--- Records supplied Enclosed Below ---
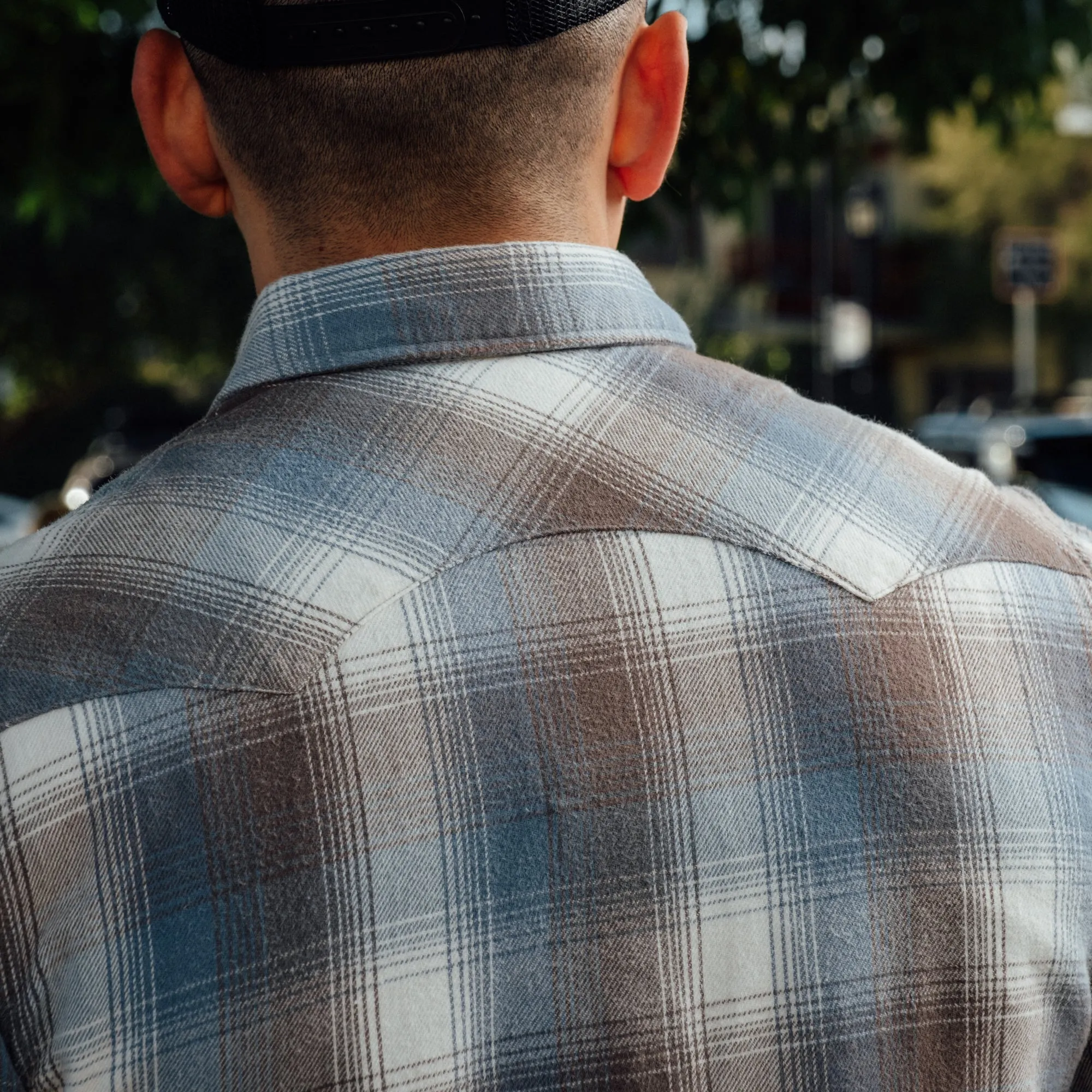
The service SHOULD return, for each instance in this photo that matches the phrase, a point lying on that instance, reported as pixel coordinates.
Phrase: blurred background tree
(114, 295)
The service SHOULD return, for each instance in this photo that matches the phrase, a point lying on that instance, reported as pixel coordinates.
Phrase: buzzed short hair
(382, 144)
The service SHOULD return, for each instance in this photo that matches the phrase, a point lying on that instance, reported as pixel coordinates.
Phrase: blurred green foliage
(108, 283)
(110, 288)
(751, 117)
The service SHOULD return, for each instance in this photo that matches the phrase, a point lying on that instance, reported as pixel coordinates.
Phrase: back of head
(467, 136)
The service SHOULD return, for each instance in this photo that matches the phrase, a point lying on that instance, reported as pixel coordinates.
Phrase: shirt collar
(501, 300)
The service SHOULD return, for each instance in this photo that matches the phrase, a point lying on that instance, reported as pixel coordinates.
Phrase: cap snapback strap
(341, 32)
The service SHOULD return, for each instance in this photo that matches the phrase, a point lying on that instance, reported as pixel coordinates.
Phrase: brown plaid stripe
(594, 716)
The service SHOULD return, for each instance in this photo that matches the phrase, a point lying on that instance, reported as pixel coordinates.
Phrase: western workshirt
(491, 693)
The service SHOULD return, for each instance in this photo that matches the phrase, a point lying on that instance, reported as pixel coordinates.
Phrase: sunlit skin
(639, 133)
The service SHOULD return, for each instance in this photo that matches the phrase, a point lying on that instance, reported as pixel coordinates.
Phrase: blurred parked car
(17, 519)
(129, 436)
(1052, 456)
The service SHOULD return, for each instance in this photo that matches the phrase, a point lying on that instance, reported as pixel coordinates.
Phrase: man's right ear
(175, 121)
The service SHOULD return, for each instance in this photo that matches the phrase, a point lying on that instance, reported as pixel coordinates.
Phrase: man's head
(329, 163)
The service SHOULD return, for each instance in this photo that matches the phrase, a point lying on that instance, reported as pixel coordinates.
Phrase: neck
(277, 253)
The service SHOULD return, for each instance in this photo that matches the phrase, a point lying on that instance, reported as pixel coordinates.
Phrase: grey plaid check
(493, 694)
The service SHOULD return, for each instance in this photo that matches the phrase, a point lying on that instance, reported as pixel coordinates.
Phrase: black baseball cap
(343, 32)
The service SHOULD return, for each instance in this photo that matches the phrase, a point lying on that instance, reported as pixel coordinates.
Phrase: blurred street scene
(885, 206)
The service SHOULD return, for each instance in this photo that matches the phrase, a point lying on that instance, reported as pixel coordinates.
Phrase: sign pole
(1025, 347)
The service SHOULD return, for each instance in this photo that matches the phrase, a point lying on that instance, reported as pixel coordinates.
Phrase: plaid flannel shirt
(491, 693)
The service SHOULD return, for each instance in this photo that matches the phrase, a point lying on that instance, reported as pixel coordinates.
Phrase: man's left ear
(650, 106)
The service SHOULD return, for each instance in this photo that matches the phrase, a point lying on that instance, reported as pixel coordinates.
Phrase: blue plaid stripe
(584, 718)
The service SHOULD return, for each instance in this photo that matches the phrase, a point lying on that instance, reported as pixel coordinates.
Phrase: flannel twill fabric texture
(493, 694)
--- End of Enclosed Records supplied ---
Work item =>
Copy out all the records exactly, excluding pictures.

Your solution =>
The service SHOULD return, for each instance in this photo that matches the phrase, a point lying on that instance, reported as pixel coordinates.
Phrase: blurred background tree
(114, 295)
The service SHOULD return, for each instance in this photo that matches the phrase, a point lying on that instance, reported as pixel coordinates.
Phrase: buzzed short hair
(382, 144)
The service SHOULD return, for each instance in this photo that matches the phrase, a point lying on that instance, reported as pixel coordinates.
Phrase: blurred green foliage
(108, 283)
(110, 288)
(751, 117)
The service SHOULD return, for each instance in this photo that matches the phrase, a point lying on that instance, reported as pixel coordinates.
Phrase: back of head
(467, 136)
The service SHOULD return, for each instance in this photo that matches the phrase, a point lying on that instance, reported as pixel coordinates.
Phrase: shirt collar
(501, 300)
The service SHOULD return, for each instance in this photo that matches the phrase, a point lying on that instance, reported as pixel coordinates.
Phrase: cap snapback strap
(341, 32)
The service SHOULD return, for each instance in this photo that matches the phrase, a point lying on that instance, reported as pixel coordinates.
Phrase: brown plaid stripe
(594, 716)
The service SHOULD return, for each instance in this photo that matches the phrase, a point lying on that instance, reported as pixel coordinates.
Phrase: western workshirt
(491, 693)
The service SHOULD return, for each instance in this photo that matches the phrase, a point lying on that instance, reported as pixel coordinates.
Phrase: sunlit skin
(639, 133)
The service SHOULD return, for each instance in this photo that matches the phrase, a point lying on that instance, reported as pixel coordinates.
Phrase: blurred parked car
(17, 519)
(129, 436)
(1052, 456)
The service SHOULD return, for each instance in this photo that matches the phrase, a point lying on that instance, reported as pixel coordinates.
Phrase: man's right ear
(175, 121)
The service SHOULD return, for each instance in this photo that matches the phrase, a point lying on that instance, reported as pixel coordinates.
Phrase: man's head
(329, 163)
The service SHOULD return, for each instance in this photo that matches the phrase, a point lying on that instance, reported as pixel coordinates.
Phrase: neck
(277, 253)
The service SHOULD return, for each instance in this photo that matches the phrase, a point lying on that instance, reported as pixel coordinates.
Phrase: grey plaid check
(493, 694)
The service SHOULD return, for each instance in this photo that matches the phrase, a point lying on that instance, reported as pixel coordinates.
Phrase: black baseball cap
(343, 32)
The service SHOULD return, for each instance in this photo that matches the phrase, a point lying on that instance, reported as pixel coordinates.
Phrase: blurred street scene
(885, 206)
The service SHOULD return, for each instance in this photo that matches the phrase, a point lying on that instance, reported as pixel coordinates.
Phrase: sign pole
(1025, 347)
The service SHOULD return, for each instance in this photo that matches the phrase, a point lying on that instance, reported as pixel coordinates.
Phrase: plaid flannel shirt
(491, 693)
The service SHOULD return, for each instance in this photo that matches the phrase, a point lying on that instance, reported as pixel coordinates.
Phrase: man's left ear
(650, 106)
The service SHOULD return, for each instance in this photo that matches the phrase, a point lying on that instance, reported as pixel coordinates.
Phrase: blue plaid stripe
(584, 718)
The service SHOULD return, for each instance in this photo that matches the phrase, a point lying on that instance, reported as pixel coordinates.
Phrase: flannel twill fabric texture
(493, 694)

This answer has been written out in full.